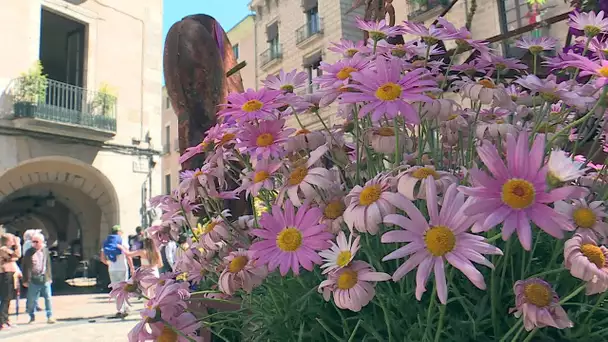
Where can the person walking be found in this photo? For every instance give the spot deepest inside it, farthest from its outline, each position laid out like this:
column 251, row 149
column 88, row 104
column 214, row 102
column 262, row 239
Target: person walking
column 118, row 264
column 10, row 252
column 37, row 277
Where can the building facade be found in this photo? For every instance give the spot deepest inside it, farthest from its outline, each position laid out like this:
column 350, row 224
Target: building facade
column 242, row 38
column 78, row 146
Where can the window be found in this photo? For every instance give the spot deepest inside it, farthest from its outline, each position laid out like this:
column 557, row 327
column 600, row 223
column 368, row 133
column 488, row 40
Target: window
column 312, row 64
column 168, row 184
column 312, row 20
column 235, row 51
column 167, row 144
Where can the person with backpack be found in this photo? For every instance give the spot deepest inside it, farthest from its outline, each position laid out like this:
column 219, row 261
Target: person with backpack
column 117, row 262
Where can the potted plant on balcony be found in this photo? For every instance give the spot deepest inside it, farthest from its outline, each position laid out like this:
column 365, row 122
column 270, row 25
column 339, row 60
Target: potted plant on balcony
column 103, row 106
column 29, row 91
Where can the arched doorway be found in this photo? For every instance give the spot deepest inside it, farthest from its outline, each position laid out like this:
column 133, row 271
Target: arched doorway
column 65, row 197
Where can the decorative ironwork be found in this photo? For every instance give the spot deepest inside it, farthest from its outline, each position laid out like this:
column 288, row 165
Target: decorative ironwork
column 271, row 54
column 311, row 28
column 69, row 104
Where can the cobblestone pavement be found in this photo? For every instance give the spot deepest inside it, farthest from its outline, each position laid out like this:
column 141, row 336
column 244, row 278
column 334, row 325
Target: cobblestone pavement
column 80, row 318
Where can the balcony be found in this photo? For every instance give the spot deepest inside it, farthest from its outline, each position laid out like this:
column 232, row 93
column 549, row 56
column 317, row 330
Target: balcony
column 271, row 56
column 421, row 10
column 309, row 31
column 64, row 104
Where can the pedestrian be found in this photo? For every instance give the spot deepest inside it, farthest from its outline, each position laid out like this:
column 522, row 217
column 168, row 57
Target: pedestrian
column 118, row 264
column 10, row 252
column 37, row 277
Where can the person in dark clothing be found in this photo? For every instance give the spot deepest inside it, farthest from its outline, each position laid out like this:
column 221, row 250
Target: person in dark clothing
column 10, row 252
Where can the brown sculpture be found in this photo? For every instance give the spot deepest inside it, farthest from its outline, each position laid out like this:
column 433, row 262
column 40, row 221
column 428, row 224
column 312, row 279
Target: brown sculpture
column 197, row 58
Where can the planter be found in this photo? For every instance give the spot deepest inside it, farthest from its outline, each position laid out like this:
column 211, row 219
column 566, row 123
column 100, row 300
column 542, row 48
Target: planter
column 25, row 109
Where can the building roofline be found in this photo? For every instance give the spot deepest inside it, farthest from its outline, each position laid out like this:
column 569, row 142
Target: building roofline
column 241, row 21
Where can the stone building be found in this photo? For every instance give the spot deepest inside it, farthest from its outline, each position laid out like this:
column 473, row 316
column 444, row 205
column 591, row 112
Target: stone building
column 77, row 151
column 243, row 44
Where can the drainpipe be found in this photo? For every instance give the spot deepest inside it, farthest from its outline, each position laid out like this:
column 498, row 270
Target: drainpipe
column 143, row 52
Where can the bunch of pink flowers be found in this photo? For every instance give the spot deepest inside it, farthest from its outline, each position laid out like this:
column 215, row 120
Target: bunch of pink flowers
column 432, row 165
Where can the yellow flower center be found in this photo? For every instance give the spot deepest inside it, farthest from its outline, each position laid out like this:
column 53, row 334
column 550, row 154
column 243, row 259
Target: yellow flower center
column 584, row 217
column 538, row 294
column 238, row 263
column 439, row 240
column 351, row 52
column 334, row 209
column 424, row 172
column 347, row 280
column 518, row 193
column 487, row 84
column 289, row 239
column 252, row 106
column 345, row 73
column 264, row 140
column 594, row 254
column 343, row 258
column 260, row 176
column 288, row 88
column 168, row 335
column 228, row 137
column 386, row 132
column 303, row 131
column 370, row 194
column 208, row 227
column 603, row 71
column 388, row 91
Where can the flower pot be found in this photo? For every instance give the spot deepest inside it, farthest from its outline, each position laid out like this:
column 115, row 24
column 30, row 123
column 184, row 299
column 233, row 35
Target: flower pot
column 25, row 109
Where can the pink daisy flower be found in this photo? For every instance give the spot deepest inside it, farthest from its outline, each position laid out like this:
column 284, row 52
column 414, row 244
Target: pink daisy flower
column 443, row 238
column 388, row 92
column 301, row 178
column 588, row 218
column 251, row 105
column 290, row 239
column 241, row 272
column 539, row 305
column 286, row 82
column 516, row 192
column 260, row 177
column 341, row 253
column 536, row 45
column 264, row 140
column 379, row 30
column 587, row 261
column 347, row 48
column 352, row 286
column 338, row 74
column 367, row 205
column 589, row 22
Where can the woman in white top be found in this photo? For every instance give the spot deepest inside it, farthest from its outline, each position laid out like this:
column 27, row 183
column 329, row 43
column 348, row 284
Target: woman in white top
column 149, row 255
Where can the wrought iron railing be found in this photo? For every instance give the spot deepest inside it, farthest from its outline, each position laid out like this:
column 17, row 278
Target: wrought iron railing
column 311, row 28
column 66, row 103
column 273, row 53
column 420, row 7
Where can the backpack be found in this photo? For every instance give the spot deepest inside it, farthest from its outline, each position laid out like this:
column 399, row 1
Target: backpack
column 110, row 247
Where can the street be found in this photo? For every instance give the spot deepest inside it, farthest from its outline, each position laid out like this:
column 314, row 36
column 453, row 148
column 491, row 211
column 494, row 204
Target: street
column 80, row 318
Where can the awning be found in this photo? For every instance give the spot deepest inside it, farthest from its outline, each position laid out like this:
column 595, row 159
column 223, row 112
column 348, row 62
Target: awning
column 272, row 31
column 313, row 59
column 309, row 4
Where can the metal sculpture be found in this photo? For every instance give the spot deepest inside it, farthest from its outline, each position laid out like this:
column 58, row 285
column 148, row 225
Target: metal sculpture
column 200, row 71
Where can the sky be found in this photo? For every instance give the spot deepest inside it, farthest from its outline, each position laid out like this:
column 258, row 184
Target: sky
column 227, row 12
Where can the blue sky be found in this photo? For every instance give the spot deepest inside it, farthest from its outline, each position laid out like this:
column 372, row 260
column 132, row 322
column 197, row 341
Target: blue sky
column 227, row 12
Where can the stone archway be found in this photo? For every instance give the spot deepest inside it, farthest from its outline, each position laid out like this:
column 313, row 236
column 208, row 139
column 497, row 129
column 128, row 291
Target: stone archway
column 80, row 187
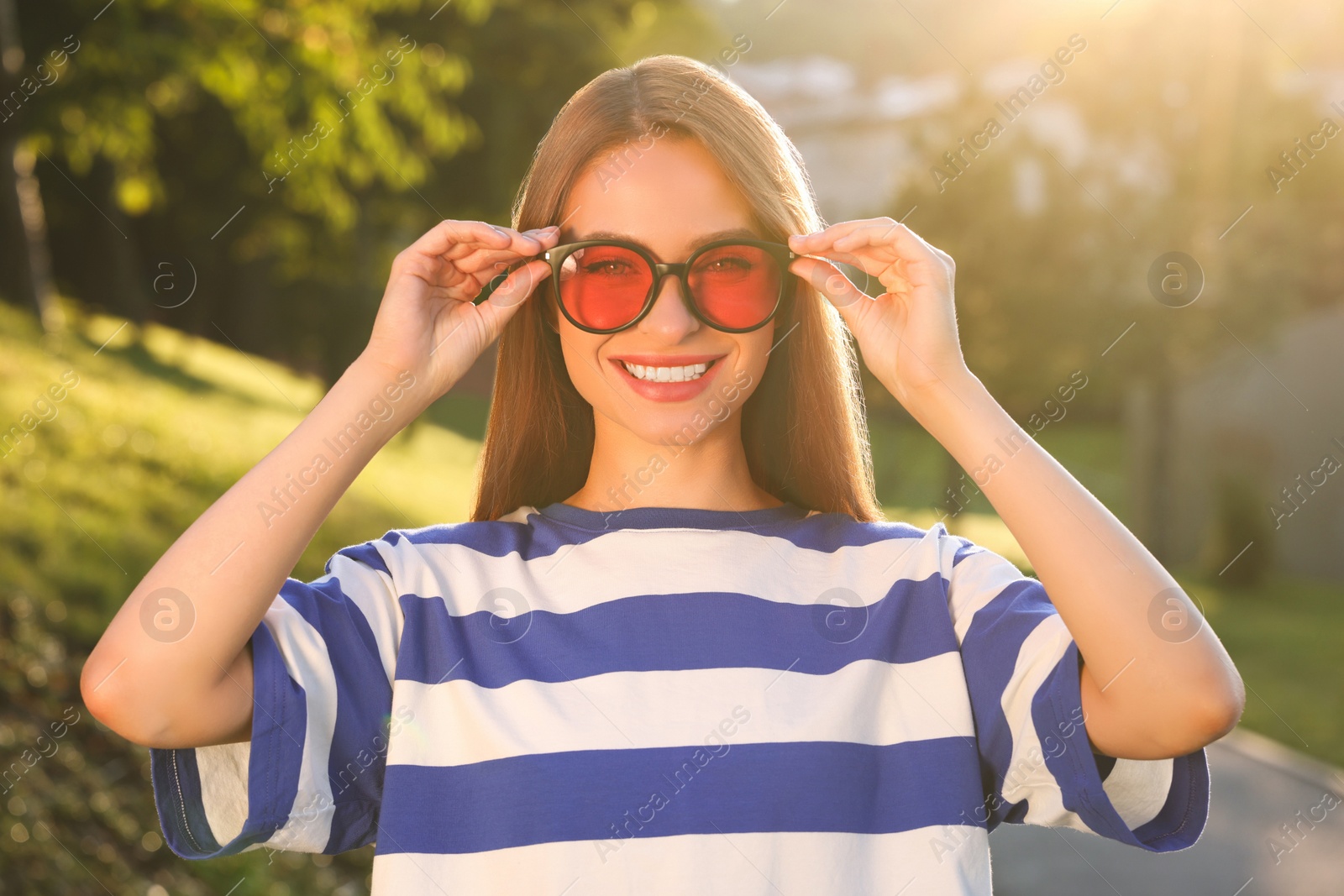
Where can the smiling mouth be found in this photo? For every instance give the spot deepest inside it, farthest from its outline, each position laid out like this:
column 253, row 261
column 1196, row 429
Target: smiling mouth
column 678, row 374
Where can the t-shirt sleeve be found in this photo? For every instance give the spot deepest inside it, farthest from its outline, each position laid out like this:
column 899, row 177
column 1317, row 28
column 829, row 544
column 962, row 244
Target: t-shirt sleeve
column 1021, row 669
column 311, row 778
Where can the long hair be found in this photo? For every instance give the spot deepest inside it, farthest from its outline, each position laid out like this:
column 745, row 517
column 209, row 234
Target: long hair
column 803, row 429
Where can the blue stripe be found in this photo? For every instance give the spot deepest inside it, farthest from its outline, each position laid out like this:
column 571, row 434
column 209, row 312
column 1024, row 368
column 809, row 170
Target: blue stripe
column 280, row 719
column 609, row 794
column 699, row 631
column 363, row 705
column 990, row 653
column 1186, row 809
column 548, row 532
column 366, row 553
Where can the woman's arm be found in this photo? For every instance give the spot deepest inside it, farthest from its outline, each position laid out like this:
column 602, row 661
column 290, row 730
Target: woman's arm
column 171, row 687
column 1144, row 696
column 174, row 668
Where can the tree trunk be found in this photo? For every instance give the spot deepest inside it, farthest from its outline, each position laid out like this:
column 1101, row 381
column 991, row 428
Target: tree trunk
column 19, row 191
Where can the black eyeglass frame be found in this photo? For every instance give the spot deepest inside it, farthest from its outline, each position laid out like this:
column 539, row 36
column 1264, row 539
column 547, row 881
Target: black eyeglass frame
column 780, row 251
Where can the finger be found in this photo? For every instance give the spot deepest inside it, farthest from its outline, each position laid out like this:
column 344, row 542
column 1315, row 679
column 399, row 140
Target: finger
column 827, row 237
column 898, row 237
column 867, row 262
column 491, row 261
column 827, row 280
column 521, row 284
column 440, row 238
column 523, row 244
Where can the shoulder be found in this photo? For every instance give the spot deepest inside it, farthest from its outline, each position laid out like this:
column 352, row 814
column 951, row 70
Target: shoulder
column 401, row 551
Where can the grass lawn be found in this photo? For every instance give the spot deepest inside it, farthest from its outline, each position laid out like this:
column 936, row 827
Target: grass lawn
column 160, row 426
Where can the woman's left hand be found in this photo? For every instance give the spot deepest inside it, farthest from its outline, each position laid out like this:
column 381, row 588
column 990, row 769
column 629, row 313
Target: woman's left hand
column 907, row 336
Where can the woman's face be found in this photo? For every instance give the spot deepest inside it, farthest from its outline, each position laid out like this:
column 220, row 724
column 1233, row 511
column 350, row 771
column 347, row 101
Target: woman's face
column 671, row 199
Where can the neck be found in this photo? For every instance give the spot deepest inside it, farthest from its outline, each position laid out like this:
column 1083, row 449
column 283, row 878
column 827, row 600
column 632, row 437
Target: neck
column 709, row 473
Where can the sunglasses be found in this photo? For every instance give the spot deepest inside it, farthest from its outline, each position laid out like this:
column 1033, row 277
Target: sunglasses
column 609, row 285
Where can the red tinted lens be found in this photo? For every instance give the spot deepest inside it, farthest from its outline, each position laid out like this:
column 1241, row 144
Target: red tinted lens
column 604, row 286
column 736, row 286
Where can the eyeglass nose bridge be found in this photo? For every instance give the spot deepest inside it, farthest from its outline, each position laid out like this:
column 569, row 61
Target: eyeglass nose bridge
column 678, row 270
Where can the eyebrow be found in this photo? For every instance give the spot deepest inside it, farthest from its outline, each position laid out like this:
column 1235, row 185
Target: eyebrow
column 734, row 233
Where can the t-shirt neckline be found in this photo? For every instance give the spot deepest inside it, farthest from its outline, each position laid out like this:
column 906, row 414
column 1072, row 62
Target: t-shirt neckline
column 665, row 517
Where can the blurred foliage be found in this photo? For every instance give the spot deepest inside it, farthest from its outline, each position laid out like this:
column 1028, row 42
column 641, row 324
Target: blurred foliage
column 269, row 159
column 136, row 450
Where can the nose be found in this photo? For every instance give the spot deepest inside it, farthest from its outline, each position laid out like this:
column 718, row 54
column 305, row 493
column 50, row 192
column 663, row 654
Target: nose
column 669, row 317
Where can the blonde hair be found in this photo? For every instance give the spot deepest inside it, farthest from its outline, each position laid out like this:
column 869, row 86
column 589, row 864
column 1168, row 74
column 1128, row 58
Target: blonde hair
column 803, row 429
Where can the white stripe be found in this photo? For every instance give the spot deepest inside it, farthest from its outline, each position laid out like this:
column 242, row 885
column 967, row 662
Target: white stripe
column 913, row 862
column 308, row 663
column 665, row 562
column 1139, row 789
column 374, row 594
column 1027, row 775
column 978, row 579
column 223, row 788
column 459, row 721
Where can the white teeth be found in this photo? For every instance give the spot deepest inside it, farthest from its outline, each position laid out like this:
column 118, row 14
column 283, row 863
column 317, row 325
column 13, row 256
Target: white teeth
column 665, row 374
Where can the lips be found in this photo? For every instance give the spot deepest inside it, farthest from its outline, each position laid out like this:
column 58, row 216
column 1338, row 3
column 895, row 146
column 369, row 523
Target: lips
column 680, row 378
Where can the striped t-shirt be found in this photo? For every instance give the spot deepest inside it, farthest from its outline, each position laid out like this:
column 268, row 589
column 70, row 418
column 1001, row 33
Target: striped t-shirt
column 667, row 700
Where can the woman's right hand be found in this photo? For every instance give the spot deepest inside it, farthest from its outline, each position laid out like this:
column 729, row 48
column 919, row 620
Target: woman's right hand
column 427, row 322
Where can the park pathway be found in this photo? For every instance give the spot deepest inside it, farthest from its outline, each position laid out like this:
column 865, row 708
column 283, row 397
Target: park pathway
column 1258, row 786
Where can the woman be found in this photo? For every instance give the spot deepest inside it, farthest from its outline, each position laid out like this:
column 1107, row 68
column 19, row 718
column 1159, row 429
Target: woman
column 678, row 649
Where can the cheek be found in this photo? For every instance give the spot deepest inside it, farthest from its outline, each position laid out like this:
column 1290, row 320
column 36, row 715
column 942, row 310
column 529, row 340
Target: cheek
column 581, row 362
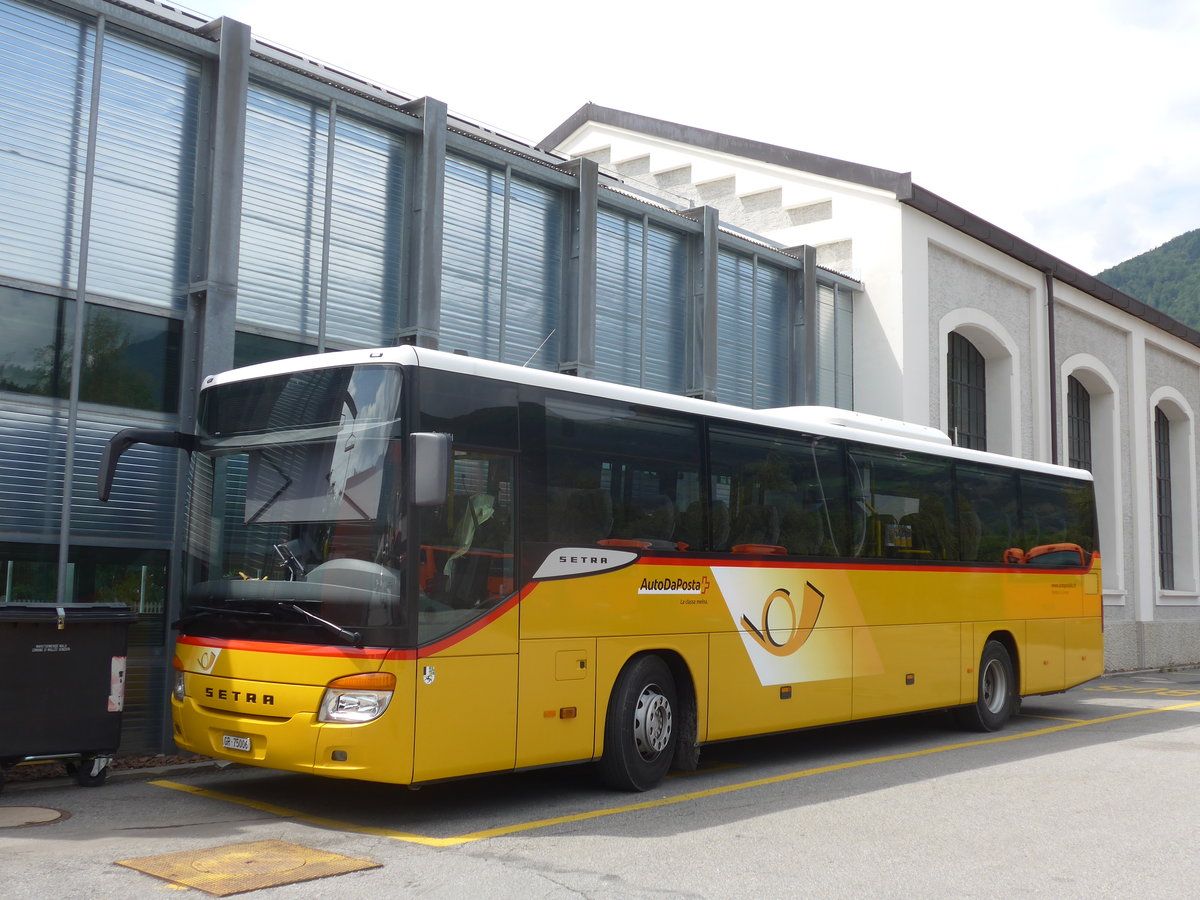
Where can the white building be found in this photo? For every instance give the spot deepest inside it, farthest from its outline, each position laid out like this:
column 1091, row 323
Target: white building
column 1041, row 359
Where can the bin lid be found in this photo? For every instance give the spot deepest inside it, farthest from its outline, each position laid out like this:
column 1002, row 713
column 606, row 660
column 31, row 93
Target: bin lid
column 71, row 613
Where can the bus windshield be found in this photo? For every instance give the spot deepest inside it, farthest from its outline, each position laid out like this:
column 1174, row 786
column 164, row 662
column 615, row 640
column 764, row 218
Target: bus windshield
column 295, row 528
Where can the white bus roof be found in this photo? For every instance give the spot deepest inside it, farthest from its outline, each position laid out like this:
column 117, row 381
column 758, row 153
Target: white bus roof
column 815, row 420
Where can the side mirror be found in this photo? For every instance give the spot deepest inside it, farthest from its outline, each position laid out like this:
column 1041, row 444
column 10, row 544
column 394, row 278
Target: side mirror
column 124, row 439
column 431, row 468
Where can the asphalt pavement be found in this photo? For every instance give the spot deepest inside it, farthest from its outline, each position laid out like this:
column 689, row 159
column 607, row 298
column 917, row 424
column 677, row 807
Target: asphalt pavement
column 1089, row 793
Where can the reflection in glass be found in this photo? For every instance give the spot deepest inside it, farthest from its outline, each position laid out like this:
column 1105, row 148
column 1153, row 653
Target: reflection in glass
column 131, row 359
column 35, row 342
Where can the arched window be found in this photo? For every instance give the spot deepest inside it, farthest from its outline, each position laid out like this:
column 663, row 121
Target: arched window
column 1163, row 496
column 1079, row 425
column 967, row 402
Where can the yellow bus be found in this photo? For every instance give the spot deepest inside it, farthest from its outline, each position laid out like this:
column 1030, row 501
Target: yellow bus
column 406, row 565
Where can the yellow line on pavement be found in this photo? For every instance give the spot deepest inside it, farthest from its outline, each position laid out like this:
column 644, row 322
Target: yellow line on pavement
column 430, row 841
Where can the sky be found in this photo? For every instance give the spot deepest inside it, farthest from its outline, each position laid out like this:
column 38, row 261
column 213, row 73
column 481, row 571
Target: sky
column 1073, row 124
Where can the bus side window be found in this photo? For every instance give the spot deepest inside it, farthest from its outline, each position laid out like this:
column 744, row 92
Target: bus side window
column 988, row 514
column 906, row 504
column 785, row 492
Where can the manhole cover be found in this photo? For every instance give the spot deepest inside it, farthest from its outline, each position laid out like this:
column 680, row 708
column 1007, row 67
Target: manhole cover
column 238, row 868
column 21, row 816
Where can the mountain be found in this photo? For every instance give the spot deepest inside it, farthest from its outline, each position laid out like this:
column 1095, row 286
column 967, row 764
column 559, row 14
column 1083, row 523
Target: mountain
column 1167, row 277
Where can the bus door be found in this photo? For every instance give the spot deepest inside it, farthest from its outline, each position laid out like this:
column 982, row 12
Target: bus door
column 467, row 624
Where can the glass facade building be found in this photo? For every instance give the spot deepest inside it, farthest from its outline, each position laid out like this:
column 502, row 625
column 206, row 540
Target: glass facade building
column 177, row 198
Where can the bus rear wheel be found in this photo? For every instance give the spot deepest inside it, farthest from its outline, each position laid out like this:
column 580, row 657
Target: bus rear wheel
column 996, row 697
column 640, row 732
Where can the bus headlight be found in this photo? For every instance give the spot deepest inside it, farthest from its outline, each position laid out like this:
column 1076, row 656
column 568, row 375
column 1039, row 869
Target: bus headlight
column 357, row 699
column 178, row 690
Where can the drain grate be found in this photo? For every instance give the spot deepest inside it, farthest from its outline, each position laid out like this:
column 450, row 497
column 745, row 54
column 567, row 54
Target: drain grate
column 238, row 868
column 22, row 816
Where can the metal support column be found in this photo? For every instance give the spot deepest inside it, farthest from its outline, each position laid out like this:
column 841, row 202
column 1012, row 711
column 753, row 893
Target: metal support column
column 216, row 301
column 577, row 354
column 702, row 315
column 424, row 303
column 813, row 328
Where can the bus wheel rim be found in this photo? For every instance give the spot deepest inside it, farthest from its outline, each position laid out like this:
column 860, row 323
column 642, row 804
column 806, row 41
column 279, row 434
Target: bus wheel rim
column 995, row 687
column 652, row 723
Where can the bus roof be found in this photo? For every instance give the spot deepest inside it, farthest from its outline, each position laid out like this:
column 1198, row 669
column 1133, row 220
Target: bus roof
column 814, row 420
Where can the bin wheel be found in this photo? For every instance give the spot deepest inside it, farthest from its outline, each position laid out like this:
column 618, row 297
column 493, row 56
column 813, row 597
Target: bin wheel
column 91, row 771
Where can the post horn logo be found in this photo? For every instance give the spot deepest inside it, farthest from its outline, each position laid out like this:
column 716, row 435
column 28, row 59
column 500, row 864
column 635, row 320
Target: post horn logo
column 780, row 617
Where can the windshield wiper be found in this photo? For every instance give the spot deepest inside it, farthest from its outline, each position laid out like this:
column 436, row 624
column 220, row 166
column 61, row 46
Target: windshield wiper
column 353, row 637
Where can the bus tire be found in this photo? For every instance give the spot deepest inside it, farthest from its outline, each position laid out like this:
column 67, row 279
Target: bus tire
column 996, row 696
column 640, row 732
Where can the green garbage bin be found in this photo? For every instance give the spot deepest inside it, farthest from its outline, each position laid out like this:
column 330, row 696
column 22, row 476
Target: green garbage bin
column 63, row 684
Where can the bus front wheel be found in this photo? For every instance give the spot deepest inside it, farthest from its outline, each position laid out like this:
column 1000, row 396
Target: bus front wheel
column 640, row 732
column 996, row 697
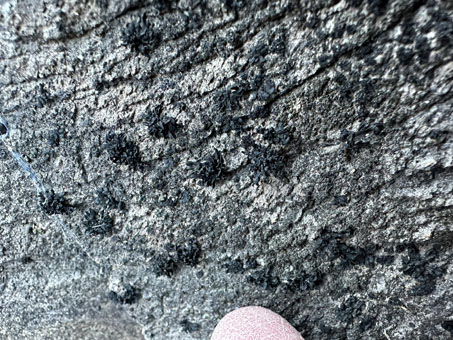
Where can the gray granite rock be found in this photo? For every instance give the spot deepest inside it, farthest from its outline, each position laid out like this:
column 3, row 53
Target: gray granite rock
column 165, row 162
------------------------------------------------------------------------
▸ REQUIREMENT
Rewrite the material from the beginning through the line containing "column 167, row 144", replacing "photo" with "image" and leaving everything else unchanged. Leave the pictures out of your answer.

▸ PROBLEM SOLUTION
Where can the person walking be found in this image? For every instance give the spot deepest inside it, farthest from its outline, each position laid out like this:
column 251, row 149
column 88, row 104
column 214, row 102
column 262, row 239
Target: person walking
column 118, row 264
column 10, row 252
column 37, row 277
Where can the building facade be found in this image? For every instance give the spot deepest inside it, farthest from its outline, each position laid out like this:
column 350, row 224
Target: building facade
column 242, row 38
column 78, row 146
Where can the window be found in this image? For every instance give the spot deepest inside it, farthest from its outline, each position laid out like this:
column 557, row 327
column 600, row 223
column 368, row 133
column 488, row 40
Target: window
column 312, row 64
column 168, row 184
column 312, row 20
column 235, row 51
column 167, row 144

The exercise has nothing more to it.